* _Exercise instructions_
How many lines below hold the string "knit"? Report that number alone.

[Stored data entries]
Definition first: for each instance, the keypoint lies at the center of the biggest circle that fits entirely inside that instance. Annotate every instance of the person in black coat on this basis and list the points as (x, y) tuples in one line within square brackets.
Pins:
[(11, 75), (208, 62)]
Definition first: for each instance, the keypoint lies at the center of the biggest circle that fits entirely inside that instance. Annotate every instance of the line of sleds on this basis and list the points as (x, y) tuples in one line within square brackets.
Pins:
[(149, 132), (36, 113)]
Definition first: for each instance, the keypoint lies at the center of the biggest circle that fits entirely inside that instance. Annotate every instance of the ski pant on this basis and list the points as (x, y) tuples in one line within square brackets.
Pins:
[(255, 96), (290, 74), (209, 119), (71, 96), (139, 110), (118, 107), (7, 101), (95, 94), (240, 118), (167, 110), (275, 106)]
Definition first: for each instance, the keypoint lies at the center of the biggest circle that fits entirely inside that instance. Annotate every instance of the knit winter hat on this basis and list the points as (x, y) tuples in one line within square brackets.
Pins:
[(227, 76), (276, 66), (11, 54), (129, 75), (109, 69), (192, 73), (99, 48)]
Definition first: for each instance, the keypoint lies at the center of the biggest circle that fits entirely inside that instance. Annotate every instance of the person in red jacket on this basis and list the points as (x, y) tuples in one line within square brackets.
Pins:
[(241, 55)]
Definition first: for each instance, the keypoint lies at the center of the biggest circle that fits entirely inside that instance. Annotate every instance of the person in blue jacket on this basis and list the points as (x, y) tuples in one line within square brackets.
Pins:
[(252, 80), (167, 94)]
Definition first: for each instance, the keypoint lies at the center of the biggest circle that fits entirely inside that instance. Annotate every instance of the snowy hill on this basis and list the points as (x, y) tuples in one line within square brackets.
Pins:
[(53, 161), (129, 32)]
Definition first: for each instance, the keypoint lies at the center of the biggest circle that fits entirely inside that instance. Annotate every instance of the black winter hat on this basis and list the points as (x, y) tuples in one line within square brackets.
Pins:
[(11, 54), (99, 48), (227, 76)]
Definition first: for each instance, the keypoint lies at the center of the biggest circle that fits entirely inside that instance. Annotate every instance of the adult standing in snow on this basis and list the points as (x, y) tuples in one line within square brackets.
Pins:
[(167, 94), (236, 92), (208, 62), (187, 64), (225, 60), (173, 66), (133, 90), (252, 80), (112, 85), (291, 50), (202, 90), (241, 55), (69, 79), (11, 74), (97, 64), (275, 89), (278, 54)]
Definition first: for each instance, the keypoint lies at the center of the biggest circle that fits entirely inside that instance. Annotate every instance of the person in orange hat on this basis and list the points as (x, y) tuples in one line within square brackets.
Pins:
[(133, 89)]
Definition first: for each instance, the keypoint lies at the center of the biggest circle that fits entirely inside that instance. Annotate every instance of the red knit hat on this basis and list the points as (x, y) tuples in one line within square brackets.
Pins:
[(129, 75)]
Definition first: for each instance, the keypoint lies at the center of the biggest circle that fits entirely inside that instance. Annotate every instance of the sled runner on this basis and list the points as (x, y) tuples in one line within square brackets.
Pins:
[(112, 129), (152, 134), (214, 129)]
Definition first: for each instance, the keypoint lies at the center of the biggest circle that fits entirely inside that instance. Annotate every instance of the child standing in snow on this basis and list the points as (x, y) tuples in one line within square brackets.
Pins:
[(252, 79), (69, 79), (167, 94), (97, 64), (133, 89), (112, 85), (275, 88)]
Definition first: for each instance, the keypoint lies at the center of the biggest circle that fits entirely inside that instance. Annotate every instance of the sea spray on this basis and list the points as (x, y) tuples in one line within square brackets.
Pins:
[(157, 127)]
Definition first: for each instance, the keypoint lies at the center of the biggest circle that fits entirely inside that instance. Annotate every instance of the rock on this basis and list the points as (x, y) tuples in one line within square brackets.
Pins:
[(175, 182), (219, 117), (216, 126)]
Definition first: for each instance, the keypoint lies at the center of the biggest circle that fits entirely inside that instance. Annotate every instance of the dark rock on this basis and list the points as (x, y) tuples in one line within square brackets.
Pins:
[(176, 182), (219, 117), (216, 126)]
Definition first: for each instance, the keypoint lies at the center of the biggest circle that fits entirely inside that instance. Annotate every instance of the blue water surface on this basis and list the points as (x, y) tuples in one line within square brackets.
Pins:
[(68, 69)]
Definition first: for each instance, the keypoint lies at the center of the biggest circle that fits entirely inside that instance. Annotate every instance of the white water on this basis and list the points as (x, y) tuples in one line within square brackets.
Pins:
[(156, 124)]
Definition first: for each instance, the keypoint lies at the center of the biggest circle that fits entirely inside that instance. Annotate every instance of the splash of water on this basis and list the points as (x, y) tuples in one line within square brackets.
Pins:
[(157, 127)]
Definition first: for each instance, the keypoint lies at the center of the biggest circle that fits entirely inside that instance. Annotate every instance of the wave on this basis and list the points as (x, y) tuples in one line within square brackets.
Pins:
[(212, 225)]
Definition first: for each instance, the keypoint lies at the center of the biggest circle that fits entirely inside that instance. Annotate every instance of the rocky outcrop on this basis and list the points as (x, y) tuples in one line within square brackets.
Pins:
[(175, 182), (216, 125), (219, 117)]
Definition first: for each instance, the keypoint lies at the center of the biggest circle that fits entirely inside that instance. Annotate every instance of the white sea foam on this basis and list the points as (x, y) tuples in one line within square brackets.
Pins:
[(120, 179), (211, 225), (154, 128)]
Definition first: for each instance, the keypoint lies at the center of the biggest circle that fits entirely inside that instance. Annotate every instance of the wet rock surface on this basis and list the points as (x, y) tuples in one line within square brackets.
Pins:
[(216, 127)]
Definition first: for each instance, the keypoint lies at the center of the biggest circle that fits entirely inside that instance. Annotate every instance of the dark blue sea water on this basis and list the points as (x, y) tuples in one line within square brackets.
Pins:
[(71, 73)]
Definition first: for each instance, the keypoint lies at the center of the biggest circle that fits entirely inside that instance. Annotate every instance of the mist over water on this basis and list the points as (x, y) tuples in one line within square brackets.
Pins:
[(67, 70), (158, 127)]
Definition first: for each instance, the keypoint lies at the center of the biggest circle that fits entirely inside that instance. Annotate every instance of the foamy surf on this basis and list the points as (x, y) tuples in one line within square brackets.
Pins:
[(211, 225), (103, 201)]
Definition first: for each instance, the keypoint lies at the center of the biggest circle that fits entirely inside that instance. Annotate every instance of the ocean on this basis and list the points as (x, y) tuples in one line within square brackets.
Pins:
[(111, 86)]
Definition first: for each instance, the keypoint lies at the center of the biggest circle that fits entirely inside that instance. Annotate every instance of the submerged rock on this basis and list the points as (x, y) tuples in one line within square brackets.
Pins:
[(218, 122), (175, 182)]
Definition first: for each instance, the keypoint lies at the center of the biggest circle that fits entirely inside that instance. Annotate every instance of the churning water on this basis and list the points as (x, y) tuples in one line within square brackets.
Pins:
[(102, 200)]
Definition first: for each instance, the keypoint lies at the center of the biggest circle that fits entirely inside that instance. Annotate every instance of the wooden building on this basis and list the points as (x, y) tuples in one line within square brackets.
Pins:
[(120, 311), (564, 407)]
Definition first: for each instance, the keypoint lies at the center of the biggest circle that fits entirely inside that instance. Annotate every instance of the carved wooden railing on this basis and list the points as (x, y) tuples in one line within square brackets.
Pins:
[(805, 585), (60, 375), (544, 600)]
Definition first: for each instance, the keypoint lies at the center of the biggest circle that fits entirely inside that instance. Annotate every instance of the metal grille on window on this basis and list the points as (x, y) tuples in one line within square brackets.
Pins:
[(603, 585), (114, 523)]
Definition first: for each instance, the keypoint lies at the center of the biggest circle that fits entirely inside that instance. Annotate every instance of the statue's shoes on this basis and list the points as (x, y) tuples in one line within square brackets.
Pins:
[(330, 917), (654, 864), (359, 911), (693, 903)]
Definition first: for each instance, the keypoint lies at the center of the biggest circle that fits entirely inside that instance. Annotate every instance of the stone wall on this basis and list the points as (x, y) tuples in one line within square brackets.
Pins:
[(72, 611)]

* _Final answer_
2